* EXTRACT TO READ

/---

Methods: We developed HIPPO, an explainable AI framework that systematically modifies tissue regions in whole slide images to generate image counterfactuals, enabling quantitative hypothesis testing, bias detection, and model evaluation beyond traditional performance metrics. HIPPO was applied to a variety of clinically important tasks, including breast metastasis detection in axillary lymph nodes, prognostication in breast cancer and melanoma, and IDH mutation classification in gliomas. In computational experiments, HIPPO was compared against traditional metrics and attention-based approaches to assess its ability to identify key tissue elements driving model predictions.
Results: In metastasis detection, HIPPO uncovered critical model limitations that were undetectable by standard performance metrics or attention-based methods. For prognostic prediction, HIPPO outperformed attention by providing more nuanced insights into tissue elements influencing outcomes. In a proof-of-concept study, HIPPO facilitated hypothesis generation for identifying melanoma patients who may benefit from immunotherapy. In IDH mutation classification, HIPPO more robustly identified the pathology regions responsible for false negatives compared to attention, suggesting its potential to outperform attention in explaining model decisions.
Conclusions: HIPPO expands the explainable AI toolkit for computational pathology by enabling deeper insights into model behavior. This framework supports the trustworthy development, deployment, and regulation of weakly-supervised models in clinical and research settings, promoting their broader adoption in digital pathology.

\---

* Point localization data

/---

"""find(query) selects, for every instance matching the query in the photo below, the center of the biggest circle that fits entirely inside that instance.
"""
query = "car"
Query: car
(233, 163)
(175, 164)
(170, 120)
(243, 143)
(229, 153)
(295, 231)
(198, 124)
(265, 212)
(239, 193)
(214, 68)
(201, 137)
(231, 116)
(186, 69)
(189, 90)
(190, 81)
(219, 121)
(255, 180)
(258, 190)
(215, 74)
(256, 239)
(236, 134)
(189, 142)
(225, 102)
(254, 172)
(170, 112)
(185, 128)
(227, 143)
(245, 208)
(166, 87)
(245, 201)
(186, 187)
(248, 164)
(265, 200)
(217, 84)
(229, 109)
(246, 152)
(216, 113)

\---
/---

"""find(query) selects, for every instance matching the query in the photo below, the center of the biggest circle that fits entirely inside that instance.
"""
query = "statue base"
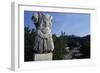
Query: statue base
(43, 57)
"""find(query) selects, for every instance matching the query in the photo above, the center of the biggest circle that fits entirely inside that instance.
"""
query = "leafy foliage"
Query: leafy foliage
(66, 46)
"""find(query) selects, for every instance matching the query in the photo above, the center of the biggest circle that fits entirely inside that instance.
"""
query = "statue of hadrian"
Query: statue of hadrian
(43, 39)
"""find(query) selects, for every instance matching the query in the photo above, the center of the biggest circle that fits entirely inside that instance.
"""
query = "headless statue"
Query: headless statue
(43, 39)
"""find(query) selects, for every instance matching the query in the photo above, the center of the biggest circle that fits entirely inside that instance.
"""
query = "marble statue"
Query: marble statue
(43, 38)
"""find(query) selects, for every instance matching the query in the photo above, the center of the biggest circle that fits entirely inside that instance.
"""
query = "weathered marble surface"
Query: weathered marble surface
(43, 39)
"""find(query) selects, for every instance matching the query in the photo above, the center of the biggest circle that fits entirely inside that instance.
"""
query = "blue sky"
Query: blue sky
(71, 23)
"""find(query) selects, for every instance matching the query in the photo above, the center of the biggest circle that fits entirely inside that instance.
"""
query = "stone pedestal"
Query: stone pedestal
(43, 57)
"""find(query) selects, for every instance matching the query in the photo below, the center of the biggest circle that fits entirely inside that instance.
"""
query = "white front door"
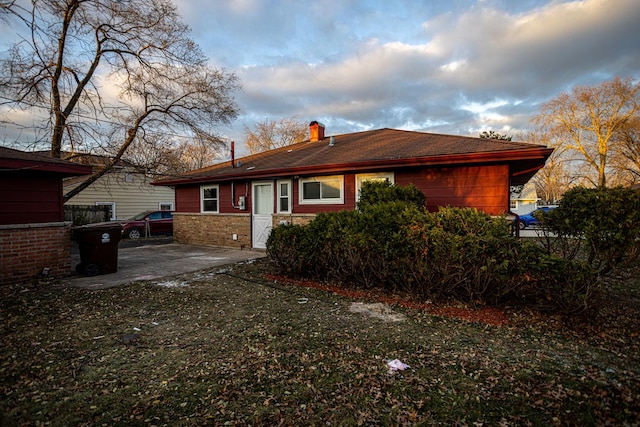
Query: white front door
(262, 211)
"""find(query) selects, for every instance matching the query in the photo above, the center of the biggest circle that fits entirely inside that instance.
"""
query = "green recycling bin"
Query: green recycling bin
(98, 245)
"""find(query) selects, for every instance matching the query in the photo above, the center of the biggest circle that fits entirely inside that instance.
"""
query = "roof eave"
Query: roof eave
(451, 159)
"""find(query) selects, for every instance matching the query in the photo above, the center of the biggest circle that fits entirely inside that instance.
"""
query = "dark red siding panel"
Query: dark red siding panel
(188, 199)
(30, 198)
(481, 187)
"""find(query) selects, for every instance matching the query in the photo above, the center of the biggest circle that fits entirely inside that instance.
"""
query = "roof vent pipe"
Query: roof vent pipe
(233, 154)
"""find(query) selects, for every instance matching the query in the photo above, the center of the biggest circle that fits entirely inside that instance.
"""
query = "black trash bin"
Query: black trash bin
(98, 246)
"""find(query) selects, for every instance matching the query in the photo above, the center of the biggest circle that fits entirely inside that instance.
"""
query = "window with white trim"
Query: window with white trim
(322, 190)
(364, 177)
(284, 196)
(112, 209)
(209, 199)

\---

According to the passage on HIPPO, what did HIPPO identify more robustly than attention in IDH mutation classification?

The pathology regions responsible for false negatives.